→ **SOURCE MATERIAL**
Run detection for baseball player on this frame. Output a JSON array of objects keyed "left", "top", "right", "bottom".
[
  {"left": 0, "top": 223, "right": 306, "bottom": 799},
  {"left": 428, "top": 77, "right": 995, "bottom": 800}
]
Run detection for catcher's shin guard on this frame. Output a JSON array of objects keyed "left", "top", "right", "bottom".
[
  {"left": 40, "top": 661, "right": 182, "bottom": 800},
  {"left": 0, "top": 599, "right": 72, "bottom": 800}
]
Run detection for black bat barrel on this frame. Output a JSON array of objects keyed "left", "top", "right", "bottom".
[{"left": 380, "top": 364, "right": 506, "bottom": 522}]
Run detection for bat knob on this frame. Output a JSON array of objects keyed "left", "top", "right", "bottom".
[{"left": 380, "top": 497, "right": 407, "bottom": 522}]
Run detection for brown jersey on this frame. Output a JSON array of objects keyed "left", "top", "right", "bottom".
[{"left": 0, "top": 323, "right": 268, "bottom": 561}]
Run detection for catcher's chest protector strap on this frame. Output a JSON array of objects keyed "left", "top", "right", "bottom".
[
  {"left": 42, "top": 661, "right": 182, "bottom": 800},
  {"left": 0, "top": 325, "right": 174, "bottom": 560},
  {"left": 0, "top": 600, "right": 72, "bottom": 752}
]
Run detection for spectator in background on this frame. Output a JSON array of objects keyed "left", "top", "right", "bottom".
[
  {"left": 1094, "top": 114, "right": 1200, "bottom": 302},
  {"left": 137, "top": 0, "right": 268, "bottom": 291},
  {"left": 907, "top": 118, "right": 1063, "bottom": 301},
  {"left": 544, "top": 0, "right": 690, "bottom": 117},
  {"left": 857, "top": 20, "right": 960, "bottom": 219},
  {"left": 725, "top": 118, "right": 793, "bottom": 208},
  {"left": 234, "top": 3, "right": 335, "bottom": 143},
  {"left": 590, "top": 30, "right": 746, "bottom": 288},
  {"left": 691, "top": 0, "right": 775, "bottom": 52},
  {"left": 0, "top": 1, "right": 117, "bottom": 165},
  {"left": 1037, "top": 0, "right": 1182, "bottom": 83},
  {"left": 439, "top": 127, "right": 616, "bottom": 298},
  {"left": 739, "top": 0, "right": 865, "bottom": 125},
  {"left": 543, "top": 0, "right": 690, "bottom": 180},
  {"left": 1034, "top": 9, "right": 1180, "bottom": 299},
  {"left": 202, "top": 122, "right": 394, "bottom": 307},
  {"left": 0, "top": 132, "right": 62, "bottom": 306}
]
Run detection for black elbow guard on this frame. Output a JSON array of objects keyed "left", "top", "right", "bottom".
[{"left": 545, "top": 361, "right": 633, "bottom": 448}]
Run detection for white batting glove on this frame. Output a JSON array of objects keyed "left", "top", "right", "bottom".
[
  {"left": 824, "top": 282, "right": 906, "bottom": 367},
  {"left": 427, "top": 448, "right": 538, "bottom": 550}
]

→ **WHAT IS REQUIRED**
In full and word for word, set down the records shown above.

→ **SOLUTION**
Run detection for baseball player on this frame. Output a JSON array of objects keyed "left", "top", "right", "bottom".
[
  {"left": 0, "top": 223, "right": 306, "bottom": 799},
  {"left": 428, "top": 77, "right": 995, "bottom": 800}
]
Run detection for catcher's shin guard on this frame. Output a JSON array of objects keyed "left", "top", "right", "bottom".
[
  {"left": 40, "top": 661, "right": 182, "bottom": 800},
  {"left": 0, "top": 599, "right": 72, "bottom": 800}
]
Run detection for black bat barrel on this frame. Output a JSON array of objects keyed "left", "top", "right", "bottom".
[{"left": 380, "top": 364, "right": 506, "bottom": 522}]
Run detection for bat knob on this frame. Output a JSON array of objects keyed "left", "top", "right", "bottom".
[{"left": 380, "top": 497, "right": 407, "bottom": 522}]
Run detection for brown jersey on this frame. Output a JSON array of objects keyed "left", "top", "right", "bottom".
[{"left": 0, "top": 323, "right": 268, "bottom": 561}]
Run detection for catcher's chest protector strap on this frame. Output a JSON array of objects keyed "left", "top", "right", "bottom".
[
  {"left": 42, "top": 661, "right": 182, "bottom": 800},
  {"left": 0, "top": 325, "right": 174, "bottom": 560},
  {"left": 0, "top": 600, "right": 72, "bottom": 752}
]
Run detection for spectator in background on this frame. Output a JSON array of objects keyed "left", "top", "right", "bottom".
[
  {"left": 1094, "top": 114, "right": 1200, "bottom": 302},
  {"left": 137, "top": 0, "right": 268, "bottom": 291},
  {"left": 907, "top": 118, "right": 1063, "bottom": 301},
  {"left": 544, "top": 0, "right": 690, "bottom": 117},
  {"left": 857, "top": 20, "right": 960, "bottom": 219},
  {"left": 725, "top": 118, "right": 793, "bottom": 208},
  {"left": 234, "top": 3, "right": 335, "bottom": 143},
  {"left": 590, "top": 30, "right": 746, "bottom": 288},
  {"left": 691, "top": 0, "right": 775, "bottom": 52},
  {"left": 0, "top": 1, "right": 117, "bottom": 165},
  {"left": 1037, "top": 0, "right": 1182, "bottom": 83},
  {"left": 439, "top": 127, "right": 616, "bottom": 298},
  {"left": 739, "top": 0, "right": 865, "bottom": 125},
  {"left": 543, "top": 0, "right": 690, "bottom": 180},
  {"left": 1034, "top": 9, "right": 1180, "bottom": 299},
  {"left": 202, "top": 122, "right": 394, "bottom": 307},
  {"left": 0, "top": 132, "right": 62, "bottom": 306}
]
Run detection for black elbow guard on this frame. Output a JSON array of objects keyed "left", "top", "right", "bottom".
[{"left": 545, "top": 361, "right": 633, "bottom": 448}]
Run detection for white batting glove on this frame. Output a JSON array of objects keyed "left", "top", "right", "bottom".
[
  {"left": 824, "top": 282, "right": 906, "bottom": 367},
  {"left": 427, "top": 448, "right": 538, "bottom": 550}
]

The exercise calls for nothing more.